## Exercise
Copy the listing below, replacing every occurrence of "by producing a box" with "by drawing a box" and leaving everything else unchanged.

## Data in this exercise
-------

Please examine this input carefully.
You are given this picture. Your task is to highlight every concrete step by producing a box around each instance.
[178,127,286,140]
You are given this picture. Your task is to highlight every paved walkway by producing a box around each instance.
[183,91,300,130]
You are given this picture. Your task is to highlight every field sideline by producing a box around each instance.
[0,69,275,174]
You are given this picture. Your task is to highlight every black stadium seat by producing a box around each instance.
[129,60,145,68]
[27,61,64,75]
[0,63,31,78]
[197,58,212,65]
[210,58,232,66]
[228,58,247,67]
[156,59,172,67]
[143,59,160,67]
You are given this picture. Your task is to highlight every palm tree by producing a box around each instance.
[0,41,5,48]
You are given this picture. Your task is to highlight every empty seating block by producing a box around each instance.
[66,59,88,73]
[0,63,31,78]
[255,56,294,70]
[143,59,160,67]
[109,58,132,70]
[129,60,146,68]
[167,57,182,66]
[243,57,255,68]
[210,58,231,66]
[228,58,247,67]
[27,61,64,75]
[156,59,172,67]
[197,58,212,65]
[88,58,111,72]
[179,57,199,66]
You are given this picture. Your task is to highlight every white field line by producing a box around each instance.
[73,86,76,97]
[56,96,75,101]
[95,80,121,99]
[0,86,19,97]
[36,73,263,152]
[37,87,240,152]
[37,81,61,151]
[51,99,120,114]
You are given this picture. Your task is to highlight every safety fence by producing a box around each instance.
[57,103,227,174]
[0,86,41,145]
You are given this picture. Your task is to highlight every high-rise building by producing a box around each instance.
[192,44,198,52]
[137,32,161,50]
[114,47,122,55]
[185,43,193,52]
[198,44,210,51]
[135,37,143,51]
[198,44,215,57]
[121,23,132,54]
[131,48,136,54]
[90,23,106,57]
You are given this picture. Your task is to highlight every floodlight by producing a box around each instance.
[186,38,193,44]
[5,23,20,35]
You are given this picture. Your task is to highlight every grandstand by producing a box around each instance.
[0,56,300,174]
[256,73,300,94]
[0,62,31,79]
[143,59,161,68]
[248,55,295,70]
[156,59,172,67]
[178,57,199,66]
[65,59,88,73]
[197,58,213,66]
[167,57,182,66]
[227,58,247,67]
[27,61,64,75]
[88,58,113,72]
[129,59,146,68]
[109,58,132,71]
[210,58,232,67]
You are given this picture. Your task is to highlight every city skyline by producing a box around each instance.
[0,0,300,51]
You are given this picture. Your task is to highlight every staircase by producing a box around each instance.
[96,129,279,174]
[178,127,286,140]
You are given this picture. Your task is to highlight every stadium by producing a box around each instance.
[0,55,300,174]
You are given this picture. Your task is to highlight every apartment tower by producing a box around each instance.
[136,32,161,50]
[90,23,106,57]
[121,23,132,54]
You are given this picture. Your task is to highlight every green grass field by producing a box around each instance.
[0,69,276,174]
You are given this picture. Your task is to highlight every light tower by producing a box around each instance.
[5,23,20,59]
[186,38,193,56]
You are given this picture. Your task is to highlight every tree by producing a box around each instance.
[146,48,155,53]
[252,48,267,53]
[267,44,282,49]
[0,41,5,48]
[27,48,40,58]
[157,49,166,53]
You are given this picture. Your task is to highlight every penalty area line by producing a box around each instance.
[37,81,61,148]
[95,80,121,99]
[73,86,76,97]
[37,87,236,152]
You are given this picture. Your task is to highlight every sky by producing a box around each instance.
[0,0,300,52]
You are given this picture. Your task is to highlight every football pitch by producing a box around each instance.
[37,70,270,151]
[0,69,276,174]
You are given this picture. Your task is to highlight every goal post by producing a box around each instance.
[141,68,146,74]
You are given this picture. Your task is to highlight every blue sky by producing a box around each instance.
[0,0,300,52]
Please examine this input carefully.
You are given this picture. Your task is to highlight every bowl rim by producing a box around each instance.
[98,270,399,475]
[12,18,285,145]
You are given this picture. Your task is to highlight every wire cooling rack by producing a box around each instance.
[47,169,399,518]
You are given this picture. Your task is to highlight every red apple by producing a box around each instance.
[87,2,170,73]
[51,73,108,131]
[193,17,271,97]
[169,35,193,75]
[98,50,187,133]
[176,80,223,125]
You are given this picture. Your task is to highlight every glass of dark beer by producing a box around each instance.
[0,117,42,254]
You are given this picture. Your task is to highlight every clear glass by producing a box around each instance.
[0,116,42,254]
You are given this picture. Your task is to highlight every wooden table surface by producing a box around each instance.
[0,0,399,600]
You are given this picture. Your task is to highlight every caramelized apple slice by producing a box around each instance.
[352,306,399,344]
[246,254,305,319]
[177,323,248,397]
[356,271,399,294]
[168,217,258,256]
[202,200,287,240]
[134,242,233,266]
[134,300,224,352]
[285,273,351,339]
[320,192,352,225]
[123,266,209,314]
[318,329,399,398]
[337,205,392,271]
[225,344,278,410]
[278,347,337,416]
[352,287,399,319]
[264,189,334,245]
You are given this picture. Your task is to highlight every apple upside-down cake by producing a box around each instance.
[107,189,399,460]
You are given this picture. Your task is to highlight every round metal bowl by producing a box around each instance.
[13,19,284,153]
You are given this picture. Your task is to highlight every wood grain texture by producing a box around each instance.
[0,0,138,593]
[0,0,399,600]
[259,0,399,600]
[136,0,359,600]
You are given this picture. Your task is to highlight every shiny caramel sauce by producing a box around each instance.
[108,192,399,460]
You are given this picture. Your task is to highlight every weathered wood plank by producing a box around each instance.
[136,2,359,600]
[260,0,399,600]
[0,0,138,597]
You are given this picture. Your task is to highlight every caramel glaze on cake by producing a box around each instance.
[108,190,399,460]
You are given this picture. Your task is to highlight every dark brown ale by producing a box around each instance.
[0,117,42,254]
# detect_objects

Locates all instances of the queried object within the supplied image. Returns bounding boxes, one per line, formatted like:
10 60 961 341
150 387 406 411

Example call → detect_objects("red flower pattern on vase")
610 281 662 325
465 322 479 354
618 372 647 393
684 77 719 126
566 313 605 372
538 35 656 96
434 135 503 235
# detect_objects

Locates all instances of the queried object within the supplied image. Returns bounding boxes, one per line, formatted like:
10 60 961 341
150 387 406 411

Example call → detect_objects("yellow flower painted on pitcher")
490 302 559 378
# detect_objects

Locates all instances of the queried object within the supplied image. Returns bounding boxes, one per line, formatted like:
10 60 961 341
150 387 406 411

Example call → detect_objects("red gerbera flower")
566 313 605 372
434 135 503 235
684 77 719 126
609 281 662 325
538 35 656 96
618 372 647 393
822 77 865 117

-------

## Exercise solution
Please examine this input carefully.
You are given this picture. Your task is to highlight every concrete step by drawing a box around each instance.
[178,127,286,140]
You are given this picture. Your task is to highlight every paved walkway by drawing a box around each instance.
[183,91,300,130]
You are given this picture. Your task is to highlight every field sideline by drawing a box around each instance.
[0,69,275,174]
You are given this picture. Your task is to highlight every black stadium seat by drawing a box around each instance.
[129,60,145,68]
[27,61,64,75]
[0,63,31,78]
[197,58,212,65]
[210,58,232,66]
[228,58,247,67]
[156,59,172,67]
[143,59,160,67]
You are given this picture. Your task is to highlight every palm tree by drawing a box around each instance.
[0,41,5,48]
You are given this picture. Your task is to highlight every empty seating block by drawing a box around each instance.
[66,59,88,73]
[0,63,31,78]
[255,56,294,70]
[143,59,160,67]
[109,58,132,70]
[129,60,146,68]
[167,57,182,66]
[243,57,255,68]
[210,58,231,66]
[228,58,247,67]
[27,61,64,75]
[156,59,172,67]
[197,58,212,65]
[88,58,111,72]
[179,57,199,66]
You are given this picture. Your task is to highlight every white field line by drawing a box around each instance.
[73,86,76,97]
[56,96,75,101]
[95,80,121,99]
[0,86,19,97]
[36,73,263,152]
[37,87,240,152]
[37,81,61,151]
[51,99,120,114]
You are given this picture. Your task is to highlight every safety fence by drawing a box around each instance.
[57,103,227,174]
[0,86,41,145]
You are given this picture. Your task is to highlight every high-rise building by drawing a box around each instance.
[192,44,198,52]
[137,32,161,50]
[114,47,122,55]
[185,43,193,52]
[198,44,210,51]
[135,37,143,51]
[198,44,215,57]
[121,23,132,54]
[131,48,136,54]
[90,23,106,57]
You are given this picture. Your task is to highlight every floodlight by drawing a box around each instance.
[186,38,193,44]
[5,23,20,35]
You are given this picture. Your task is to highlight every grandstand by drawing a box around each instance.
[0,56,300,174]
[256,73,300,94]
[0,62,31,79]
[143,59,161,68]
[248,55,295,70]
[156,59,172,67]
[178,57,199,66]
[65,59,88,73]
[197,58,213,66]
[167,57,182,66]
[227,58,247,67]
[27,61,64,75]
[88,58,113,72]
[129,59,146,68]
[109,58,132,71]
[210,58,232,67]
You are given this picture. Your task is to highlight every city skyline by drawing a box around each instance.
[0,0,300,51]
You are given this picture. Your task is to highlight every staircase by drawing a box around each instance.
[96,129,279,174]
[178,127,286,140]
You are given this picture. Your task is to highlight every stadium by drawing a box around each instance.
[0,55,300,174]
You are given this picture. Your task is to highlight every apartment tower by drawing a box around each instance.
[136,32,161,50]
[90,23,106,57]
[121,23,132,54]
You are given this picture. Your task is to highlight every green grass field by drawing a box around each instance.
[0,69,276,174]
You are given this picture. Your task is to highlight every light tower by drawing a box around each instance.
[5,23,20,59]
[186,38,193,56]
You are given this picture. Your task is to highlight every tree by drawing a box around each instance.
[146,48,155,53]
[252,48,267,53]
[267,44,282,49]
[0,41,5,48]
[27,48,40,58]
[157,49,166,53]
You are given this picture. Your task is to highlight every penalty area line by drawing a box around each instance.
[37,81,61,148]
[95,80,121,99]
[73,86,76,97]
[37,87,236,152]
You are given this picture. Your task is to highlight every sky by drawing a box around each instance.
[0,0,300,52]
You are given this picture. Your task is to highlight every football pitch by drawing a box around each instance.
[37,70,270,151]
[0,69,276,174]
You are given this picture. Your task is to highlight every goal post by drawing a box around each instance.
[141,68,146,74]
You are given this picture. Your task is to highlight every blue sky by drawing a box around each instance.
[0,0,300,52]
Please examine this input carefully.
You are given this picture. Your task is to highlight every bowl rim by drawing a box around each instance.
[98,270,399,475]
[12,18,285,145]
You are given this picture. Your task is to highlight every wire cooling rack by drawing a box around each instance.
[47,169,399,518]
You are given this picture. Your task is to highlight every red apple by drawing a box around each instance.
[87,2,170,73]
[51,73,108,131]
[193,17,271,97]
[169,35,193,75]
[98,50,187,133]
[176,80,223,125]
You are given this picture. Your task is to highlight every glass of dark beer by drawing a box around each instance.
[0,117,42,254]
You are given this picture. Your task is to highlight every clear glass by drawing a box around each instance.
[0,116,42,254]
You are given this picture. Your task is to highlight every wooden table surface by drawing a box around each instance.
[0,0,399,600]
You are given this picture. Your task is to highlight every caramelized apple slice by drawing a box around each instance.
[352,306,399,344]
[246,254,305,319]
[177,323,248,397]
[356,271,399,294]
[168,217,258,256]
[202,200,287,240]
[134,242,233,266]
[134,300,224,352]
[285,273,351,339]
[320,192,352,225]
[123,266,209,314]
[318,329,399,398]
[337,205,392,271]
[225,344,278,410]
[278,347,337,416]
[352,287,399,319]
[264,189,334,245]
You are given this picture. Your task is to highlight every apple upside-down cake by drawing a box around each instance.
[107,189,399,460]
You are given this picture. Your task is to highlight every round metal bowl by drawing a box around each instance.
[13,19,284,153]
You are given this picture. Your task is to highlight every wood grain texture by drawing a box around each instance.
[0,0,138,593]
[0,0,399,600]
[259,0,399,600]
[136,0,359,600]
You are given this picture. Your task is to highlight every shiny caramel sauce by drawing a box around each instance.
[108,192,399,460]
You are given this picture. Your task is to highlight every weathered wood plank by drawing a box around each instance.
[136,2,359,600]
[260,0,399,600]
[0,0,138,597]
You are given this picture. Your task is to highlight every caramel glaze on cake by drawing a box around each instance.
[108,190,399,460]
You are given this picture. Your task is to highlight every dark brown ale by drawing a box around each instance.
[0,117,42,254]
# detect_objects

Locates all instances of the queried object within the supplied image. Returns bounding boxes, one per line, formatted like:
10 60 961 341
150 387 406 411

Example call → detect_objects("red flower pattern on vase")
610 281 662 325
465 322 479 354
618 372 647 393
684 77 719 126
566 313 605 372
538 35 656 96
434 135 503 235
# detect_objects

Locates all instances of the queried object within the supplied image. Returns bounding boxes, one per line, formatted like:
10 60 961 341
150 387 406 411

Example call → detect_objects("yellow flower painted on pitcher")
490 302 559 378
# detect_objects

Locates all instances of the queried object within the supplied image. Returns bounding boxes, one per line, formatted like:
10 60 961 341
150 387 406 411

Example call → detect_objects("red gerbera flower")
566 313 605 372
434 135 503 235
684 77 719 126
609 281 662 325
538 35 656 96
618 372 647 393
822 77 865 117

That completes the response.